- _Stored data_
⁂
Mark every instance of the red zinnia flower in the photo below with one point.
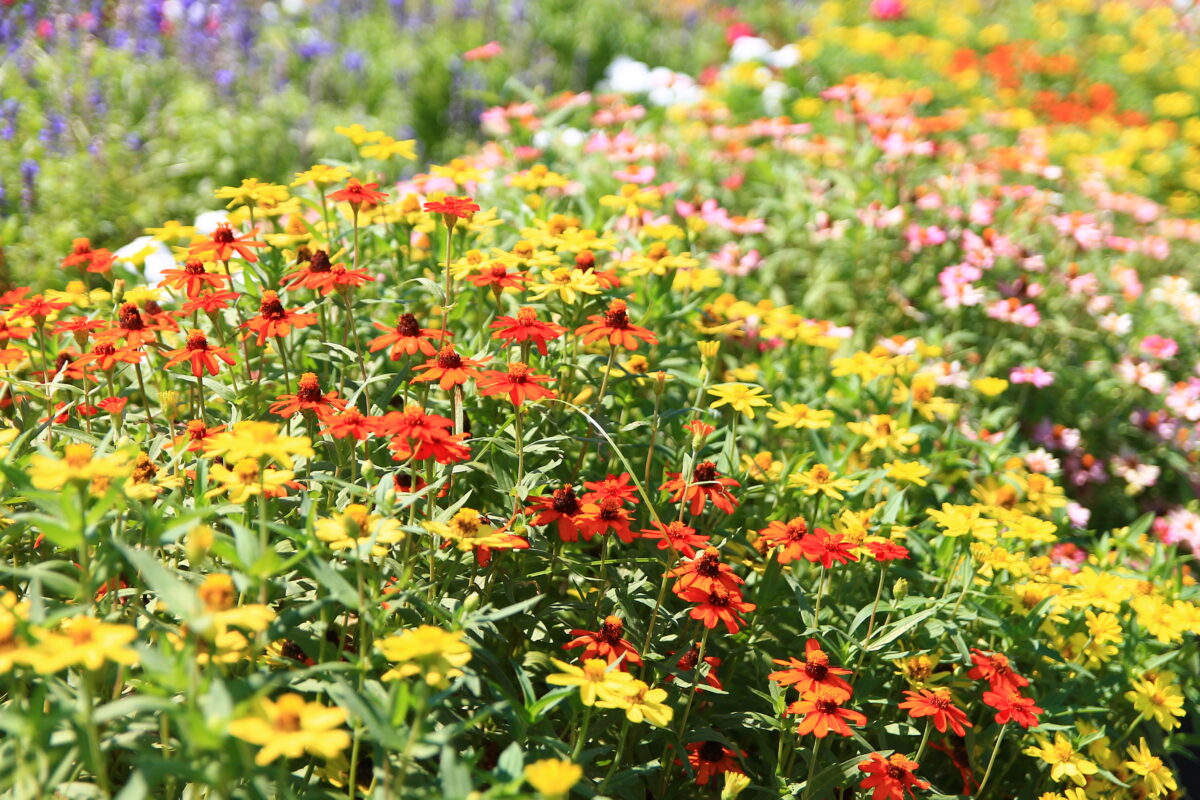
(520, 383)
(527, 328)
(787, 537)
(706, 485)
(449, 368)
(677, 536)
(814, 672)
(225, 244)
(891, 777)
(823, 713)
(561, 507)
(307, 398)
(995, 668)
(940, 705)
(274, 320)
(1011, 704)
(822, 547)
(358, 193)
(607, 643)
(193, 278)
(453, 209)
(407, 337)
(709, 758)
(201, 354)
(615, 326)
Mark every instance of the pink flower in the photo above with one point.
(1036, 376)
(484, 52)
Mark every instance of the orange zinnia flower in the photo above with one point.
(274, 320)
(940, 705)
(307, 398)
(527, 328)
(519, 382)
(407, 337)
(607, 643)
(718, 605)
(811, 673)
(193, 278)
(615, 326)
(706, 485)
(225, 244)
(823, 713)
(449, 368)
(201, 354)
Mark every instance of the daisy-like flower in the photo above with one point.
(407, 337)
(274, 320)
(199, 354)
(520, 383)
(821, 480)
(813, 673)
(449, 368)
(940, 705)
(607, 643)
(1066, 764)
(225, 244)
(595, 680)
(309, 398)
(709, 758)
(889, 779)
(706, 485)
(616, 328)
(823, 714)
(677, 536)
(292, 727)
(436, 655)
(743, 398)
(527, 328)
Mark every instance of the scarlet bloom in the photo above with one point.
(449, 368)
(606, 516)
(193, 278)
(995, 668)
(37, 307)
(719, 605)
(407, 337)
(612, 486)
(888, 551)
(307, 398)
(615, 326)
(201, 354)
(358, 193)
(225, 244)
(677, 536)
(195, 435)
(527, 328)
(823, 713)
(520, 383)
(706, 485)
(561, 507)
(498, 276)
(274, 320)
(813, 673)
(607, 643)
(940, 705)
(891, 777)
(822, 547)
(787, 537)
(351, 422)
(709, 758)
(453, 208)
(1011, 704)
(705, 572)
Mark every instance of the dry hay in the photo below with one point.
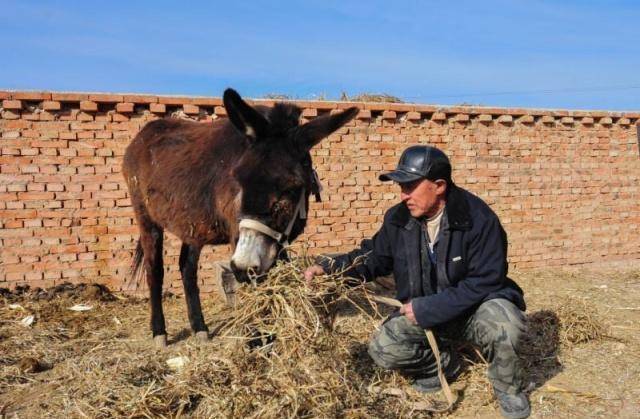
⁂
- _Task directions_
List every line of the listing above that contains the word "with", copying each line in full.

- _Exercise result_
Mark every instance of the red zinnia flower in the photo below with one point.
Mark every instance of the pink flower in the photo above with one point.
Mark every instance of the orange zinnia flower in the photo above with one point.
Mark every instance of the daisy-like flower in the photo above with one point.
Mark every instance of the scarlet bloom in the photo above with one point.
Mark every instance of the dry hay in the photo below with one point.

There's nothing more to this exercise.